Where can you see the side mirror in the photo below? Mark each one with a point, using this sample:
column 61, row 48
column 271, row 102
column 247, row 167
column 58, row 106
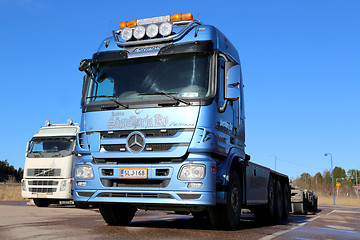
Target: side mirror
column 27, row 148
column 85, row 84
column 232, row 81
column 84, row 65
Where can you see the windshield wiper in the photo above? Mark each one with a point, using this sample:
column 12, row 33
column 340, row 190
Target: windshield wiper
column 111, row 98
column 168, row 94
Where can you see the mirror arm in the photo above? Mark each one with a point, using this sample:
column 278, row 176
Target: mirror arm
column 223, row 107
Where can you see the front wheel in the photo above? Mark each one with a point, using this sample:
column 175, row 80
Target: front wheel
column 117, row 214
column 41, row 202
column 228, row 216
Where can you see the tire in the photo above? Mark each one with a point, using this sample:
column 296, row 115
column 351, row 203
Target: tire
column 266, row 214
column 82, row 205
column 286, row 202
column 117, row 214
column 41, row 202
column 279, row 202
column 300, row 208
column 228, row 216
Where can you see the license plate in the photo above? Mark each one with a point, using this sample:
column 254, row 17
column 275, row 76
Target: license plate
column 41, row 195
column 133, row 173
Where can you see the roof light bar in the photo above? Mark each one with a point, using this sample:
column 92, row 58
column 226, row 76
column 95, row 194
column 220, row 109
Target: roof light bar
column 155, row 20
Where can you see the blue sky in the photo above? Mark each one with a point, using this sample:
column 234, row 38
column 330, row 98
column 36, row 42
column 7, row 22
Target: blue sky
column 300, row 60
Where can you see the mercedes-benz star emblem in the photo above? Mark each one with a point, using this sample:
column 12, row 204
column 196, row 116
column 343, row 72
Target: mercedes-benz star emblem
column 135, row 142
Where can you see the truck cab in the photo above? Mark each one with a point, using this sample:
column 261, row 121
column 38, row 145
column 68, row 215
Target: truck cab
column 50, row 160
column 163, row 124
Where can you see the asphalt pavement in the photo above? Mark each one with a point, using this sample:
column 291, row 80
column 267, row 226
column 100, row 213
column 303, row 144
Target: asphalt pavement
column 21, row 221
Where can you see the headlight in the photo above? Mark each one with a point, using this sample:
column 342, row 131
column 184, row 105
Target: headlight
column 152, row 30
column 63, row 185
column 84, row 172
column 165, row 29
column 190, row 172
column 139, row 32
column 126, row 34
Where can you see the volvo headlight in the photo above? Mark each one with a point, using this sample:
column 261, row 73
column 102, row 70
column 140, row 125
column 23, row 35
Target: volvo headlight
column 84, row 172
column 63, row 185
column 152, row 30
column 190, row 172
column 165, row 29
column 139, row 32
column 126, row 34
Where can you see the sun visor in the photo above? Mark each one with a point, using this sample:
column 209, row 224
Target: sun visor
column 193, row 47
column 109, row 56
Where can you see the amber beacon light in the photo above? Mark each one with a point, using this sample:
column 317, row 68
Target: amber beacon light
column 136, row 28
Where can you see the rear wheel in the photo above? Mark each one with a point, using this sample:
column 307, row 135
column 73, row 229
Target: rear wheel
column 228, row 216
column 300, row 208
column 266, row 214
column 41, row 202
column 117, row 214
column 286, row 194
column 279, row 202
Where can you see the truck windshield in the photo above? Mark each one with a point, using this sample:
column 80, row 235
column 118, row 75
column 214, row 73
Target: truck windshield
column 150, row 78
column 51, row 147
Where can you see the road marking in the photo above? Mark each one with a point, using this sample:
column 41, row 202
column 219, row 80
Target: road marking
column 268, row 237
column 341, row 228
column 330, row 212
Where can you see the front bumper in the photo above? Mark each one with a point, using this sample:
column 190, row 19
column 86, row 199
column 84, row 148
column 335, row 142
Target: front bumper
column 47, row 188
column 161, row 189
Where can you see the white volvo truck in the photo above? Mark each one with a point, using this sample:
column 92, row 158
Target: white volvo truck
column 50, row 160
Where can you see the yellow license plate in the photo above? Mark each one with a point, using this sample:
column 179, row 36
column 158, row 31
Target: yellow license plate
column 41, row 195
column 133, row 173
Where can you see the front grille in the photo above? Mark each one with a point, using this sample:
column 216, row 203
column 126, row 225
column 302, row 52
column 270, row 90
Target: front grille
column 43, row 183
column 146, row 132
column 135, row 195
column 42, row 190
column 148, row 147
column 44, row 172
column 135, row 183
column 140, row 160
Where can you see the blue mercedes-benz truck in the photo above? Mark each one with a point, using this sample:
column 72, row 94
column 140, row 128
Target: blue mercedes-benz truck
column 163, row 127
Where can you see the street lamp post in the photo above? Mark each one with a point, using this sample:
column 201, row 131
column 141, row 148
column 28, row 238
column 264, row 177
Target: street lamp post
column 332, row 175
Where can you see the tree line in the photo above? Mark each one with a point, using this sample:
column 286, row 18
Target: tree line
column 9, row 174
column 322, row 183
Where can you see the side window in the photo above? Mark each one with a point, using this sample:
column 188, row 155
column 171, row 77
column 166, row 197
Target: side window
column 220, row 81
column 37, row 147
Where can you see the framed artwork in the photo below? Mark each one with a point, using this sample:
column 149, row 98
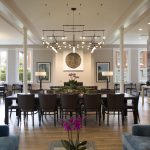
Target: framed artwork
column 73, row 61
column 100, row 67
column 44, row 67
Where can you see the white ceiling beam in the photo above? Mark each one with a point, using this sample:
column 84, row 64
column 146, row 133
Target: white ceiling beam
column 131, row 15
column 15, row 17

■ ■ ■ ■ ■ ■ ■

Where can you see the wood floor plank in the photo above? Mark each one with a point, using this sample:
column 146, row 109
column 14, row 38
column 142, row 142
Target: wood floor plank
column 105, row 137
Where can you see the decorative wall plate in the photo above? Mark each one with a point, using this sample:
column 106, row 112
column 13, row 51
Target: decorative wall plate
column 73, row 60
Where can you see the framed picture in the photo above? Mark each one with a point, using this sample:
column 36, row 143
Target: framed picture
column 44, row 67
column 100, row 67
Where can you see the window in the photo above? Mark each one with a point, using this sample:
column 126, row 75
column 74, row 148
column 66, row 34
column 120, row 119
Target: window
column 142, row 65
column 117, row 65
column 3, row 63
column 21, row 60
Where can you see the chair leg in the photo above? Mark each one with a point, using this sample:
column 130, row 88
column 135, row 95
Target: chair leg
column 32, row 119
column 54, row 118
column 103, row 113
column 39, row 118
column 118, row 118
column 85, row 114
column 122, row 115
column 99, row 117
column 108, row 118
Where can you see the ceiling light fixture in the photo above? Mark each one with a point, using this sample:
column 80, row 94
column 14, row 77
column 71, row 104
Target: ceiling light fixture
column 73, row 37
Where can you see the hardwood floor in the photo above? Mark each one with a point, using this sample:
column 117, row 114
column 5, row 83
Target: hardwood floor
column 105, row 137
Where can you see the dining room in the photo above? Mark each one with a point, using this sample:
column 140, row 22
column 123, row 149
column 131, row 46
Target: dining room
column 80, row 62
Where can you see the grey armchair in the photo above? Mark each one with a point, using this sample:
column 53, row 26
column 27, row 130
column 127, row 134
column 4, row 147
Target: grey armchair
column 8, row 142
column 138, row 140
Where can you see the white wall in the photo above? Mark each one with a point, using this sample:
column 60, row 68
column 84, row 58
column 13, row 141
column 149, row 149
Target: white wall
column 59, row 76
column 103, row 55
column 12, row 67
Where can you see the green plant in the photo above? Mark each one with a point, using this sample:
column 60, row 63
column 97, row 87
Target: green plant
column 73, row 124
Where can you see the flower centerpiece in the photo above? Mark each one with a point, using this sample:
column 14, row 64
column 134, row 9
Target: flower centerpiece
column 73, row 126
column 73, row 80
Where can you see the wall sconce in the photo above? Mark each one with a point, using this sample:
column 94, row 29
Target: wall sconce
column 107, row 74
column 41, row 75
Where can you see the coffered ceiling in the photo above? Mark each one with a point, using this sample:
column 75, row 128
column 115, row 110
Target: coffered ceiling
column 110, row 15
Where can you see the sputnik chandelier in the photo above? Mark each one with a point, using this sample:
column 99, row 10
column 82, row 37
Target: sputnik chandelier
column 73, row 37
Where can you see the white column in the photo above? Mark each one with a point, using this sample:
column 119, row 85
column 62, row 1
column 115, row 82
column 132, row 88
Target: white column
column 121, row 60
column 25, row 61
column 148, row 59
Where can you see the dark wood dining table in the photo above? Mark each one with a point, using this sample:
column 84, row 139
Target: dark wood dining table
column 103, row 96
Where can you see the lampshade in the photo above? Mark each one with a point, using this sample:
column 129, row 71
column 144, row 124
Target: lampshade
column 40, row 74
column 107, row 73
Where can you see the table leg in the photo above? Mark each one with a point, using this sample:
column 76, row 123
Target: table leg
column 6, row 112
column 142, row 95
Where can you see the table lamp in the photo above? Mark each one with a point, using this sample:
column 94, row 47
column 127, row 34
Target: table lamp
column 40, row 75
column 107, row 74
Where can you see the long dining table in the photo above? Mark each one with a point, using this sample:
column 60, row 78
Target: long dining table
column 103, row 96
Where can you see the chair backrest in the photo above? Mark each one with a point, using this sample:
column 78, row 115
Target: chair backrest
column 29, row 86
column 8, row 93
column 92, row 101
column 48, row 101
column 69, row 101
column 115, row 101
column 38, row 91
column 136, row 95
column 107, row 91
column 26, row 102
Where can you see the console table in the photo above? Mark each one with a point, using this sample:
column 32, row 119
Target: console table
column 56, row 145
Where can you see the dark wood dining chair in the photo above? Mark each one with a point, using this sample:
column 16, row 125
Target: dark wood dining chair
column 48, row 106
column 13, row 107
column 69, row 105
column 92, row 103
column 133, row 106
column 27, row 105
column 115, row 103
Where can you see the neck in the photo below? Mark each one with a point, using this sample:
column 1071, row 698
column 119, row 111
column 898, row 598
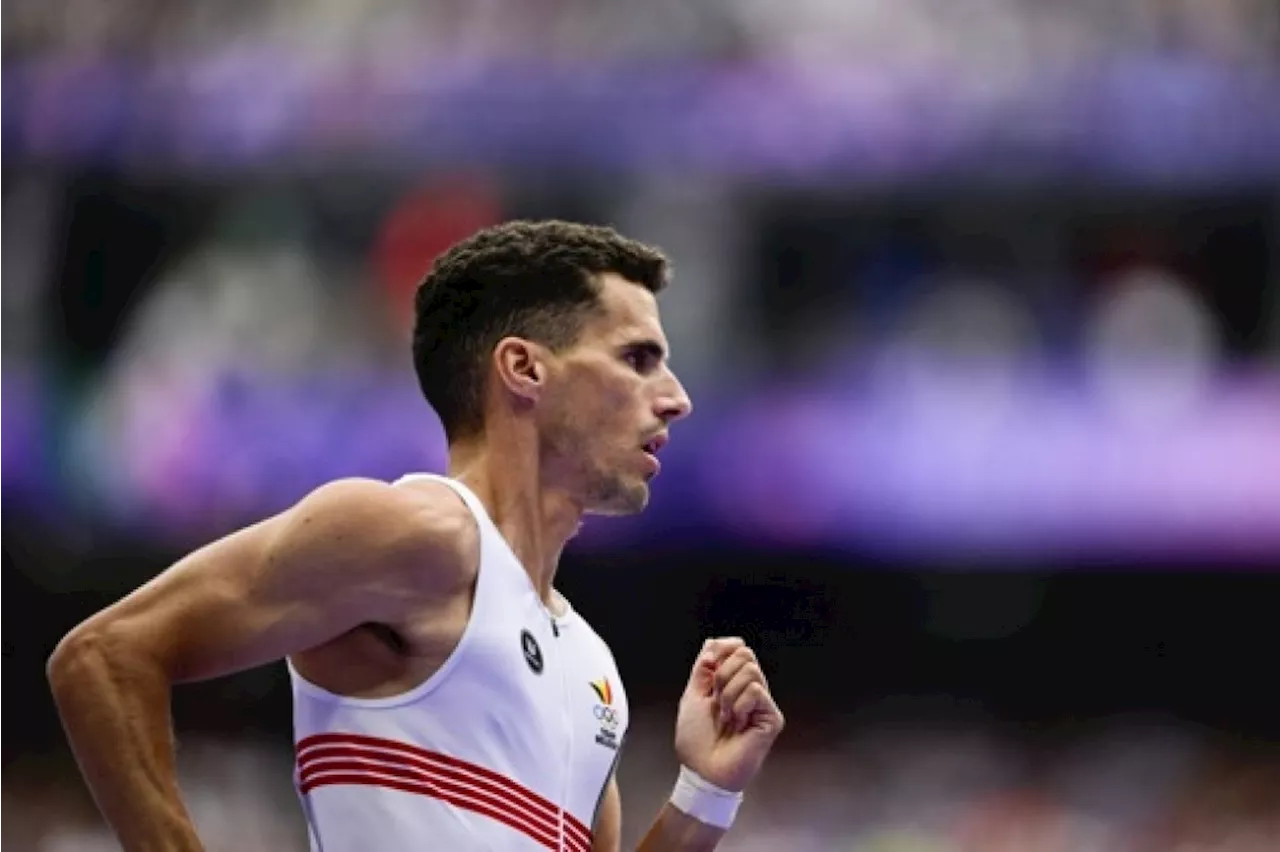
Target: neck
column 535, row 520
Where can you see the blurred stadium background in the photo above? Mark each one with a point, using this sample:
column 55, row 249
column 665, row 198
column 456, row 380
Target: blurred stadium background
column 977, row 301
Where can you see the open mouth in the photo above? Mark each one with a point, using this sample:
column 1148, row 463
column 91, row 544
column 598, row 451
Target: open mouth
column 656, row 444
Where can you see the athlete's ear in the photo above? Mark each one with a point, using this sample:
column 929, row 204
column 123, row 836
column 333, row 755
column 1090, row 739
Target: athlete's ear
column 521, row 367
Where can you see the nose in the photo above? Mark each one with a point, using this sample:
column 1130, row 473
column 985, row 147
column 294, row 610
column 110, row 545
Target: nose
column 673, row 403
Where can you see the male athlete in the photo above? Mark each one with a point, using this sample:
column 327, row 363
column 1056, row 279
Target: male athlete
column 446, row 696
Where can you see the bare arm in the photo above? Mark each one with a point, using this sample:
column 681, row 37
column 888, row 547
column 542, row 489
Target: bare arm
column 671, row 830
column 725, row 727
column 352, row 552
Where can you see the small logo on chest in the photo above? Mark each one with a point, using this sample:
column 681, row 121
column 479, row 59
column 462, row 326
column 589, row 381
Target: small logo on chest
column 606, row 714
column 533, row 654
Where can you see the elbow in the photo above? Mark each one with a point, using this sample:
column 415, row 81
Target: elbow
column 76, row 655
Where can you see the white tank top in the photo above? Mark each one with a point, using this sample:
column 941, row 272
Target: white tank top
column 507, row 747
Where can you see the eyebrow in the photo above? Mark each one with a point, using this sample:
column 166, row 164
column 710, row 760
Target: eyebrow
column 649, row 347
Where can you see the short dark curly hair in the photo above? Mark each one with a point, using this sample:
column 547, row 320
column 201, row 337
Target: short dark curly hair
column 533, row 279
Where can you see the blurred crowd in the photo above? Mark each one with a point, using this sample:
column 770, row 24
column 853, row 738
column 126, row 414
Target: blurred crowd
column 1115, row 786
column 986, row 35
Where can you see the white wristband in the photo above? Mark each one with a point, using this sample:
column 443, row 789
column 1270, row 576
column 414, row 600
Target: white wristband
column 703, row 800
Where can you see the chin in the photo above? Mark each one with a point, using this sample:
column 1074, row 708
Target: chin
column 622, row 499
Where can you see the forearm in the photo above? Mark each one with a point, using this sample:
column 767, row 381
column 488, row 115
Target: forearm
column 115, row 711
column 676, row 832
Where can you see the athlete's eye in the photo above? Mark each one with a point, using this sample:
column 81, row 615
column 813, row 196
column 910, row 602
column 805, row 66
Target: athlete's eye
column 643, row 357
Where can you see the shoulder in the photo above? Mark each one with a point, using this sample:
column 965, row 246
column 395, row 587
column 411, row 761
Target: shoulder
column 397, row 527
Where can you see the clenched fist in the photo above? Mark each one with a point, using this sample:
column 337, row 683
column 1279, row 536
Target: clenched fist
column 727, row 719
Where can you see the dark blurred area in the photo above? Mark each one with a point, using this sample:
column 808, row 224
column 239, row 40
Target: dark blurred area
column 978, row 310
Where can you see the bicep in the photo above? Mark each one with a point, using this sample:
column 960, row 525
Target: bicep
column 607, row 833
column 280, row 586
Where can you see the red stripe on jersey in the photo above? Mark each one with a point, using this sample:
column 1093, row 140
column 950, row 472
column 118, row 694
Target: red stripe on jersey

■ ■ ■ ■ ■ ■ ■

» **About this exercise**:
Restate word for word the lines in the material above from the one with "Where can you see the road" to the one with "column 270, row 90"; both of those lines count, and nothing else does.

» **Output for this exercise**:
Where can you see the road marking in the photo above? Mark each one with a point, using this sample:
column 41, row 202
column 219, row 80
Target: road marking
column 268, row 237
column 341, row 228
column 330, row 212
Where can you see the front bumper in the photo above? Mark each one with a point, using this sample:
column 190, row 19
column 86, row 199
column 84, row 148
column 335, row 142
Target: front bumper
column 47, row 188
column 161, row 189
Where can you see the white volvo truck in the photo above? Mark each one with a point, using this sample:
column 92, row 158
Target: white volvo truck
column 50, row 160
Where can you see the yellow license plate in the photo above? Mark each one with a point, using this sample:
column 179, row 36
column 158, row 31
Target: yellow license plate
column 41, row 195
column 133, row 173
Where can you see the front grille in the photo above? Mark each one with a point, using this sample:
column 216, row 203
column 126, row 225
column 302, row 52
column 270, row 90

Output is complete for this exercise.